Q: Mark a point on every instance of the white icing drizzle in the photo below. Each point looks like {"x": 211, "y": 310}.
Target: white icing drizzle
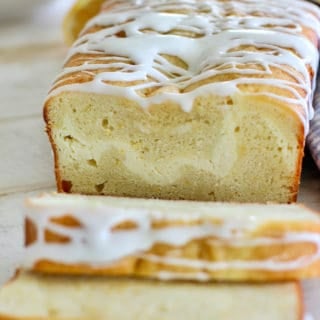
{"x": 97, "y": 244}
{"x": 123, "y": 51}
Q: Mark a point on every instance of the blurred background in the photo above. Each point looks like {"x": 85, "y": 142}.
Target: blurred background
{"x": 19, "y": 10}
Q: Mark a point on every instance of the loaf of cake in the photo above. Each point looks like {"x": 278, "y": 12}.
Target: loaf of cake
{"x": 198, "y": 100}
{"x": 171, "y": 240}
{"x": 79, "y": 298}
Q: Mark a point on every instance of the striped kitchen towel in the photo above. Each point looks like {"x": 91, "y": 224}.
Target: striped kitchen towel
{"x": 313, "y": 138}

◆ ◆ ◆ ◆ ◆

== EXERCISE AIM ==
Repeat each entry exactly as it appears; skip any picture.

== WRITTEN ANSWER ==
Q: Mark a point on every instance of the white icing drizzle in the photo below. Each point looks like {"x": 211, "y": 310}.
Target: white icing drizzle
{"x": 97, "y": 244}
{"x": 123, "y": 51}
Q: Mark a point on every instance of the blurred background in the photo above. Each point looks like {"x": 85, "y": 142}.
Target: blurred background
{"x": 19, "y": 10}
Q: Mark a point on every instance of the loaf of cake in the photo above. Each point looks like {"x": 278, "y": 12}.
Target: loaf of cake
{"x": 198, "y": 100}
{"x": 171, "y": 240}
{"x": 79, "y": 298}
Q: Mark a point on every instance of the striped kitchen towel in the photo above. Each point looks like {"x": 91, "y": 224}.
Target: striped kitchen towel
{"x": 313, "y": 138}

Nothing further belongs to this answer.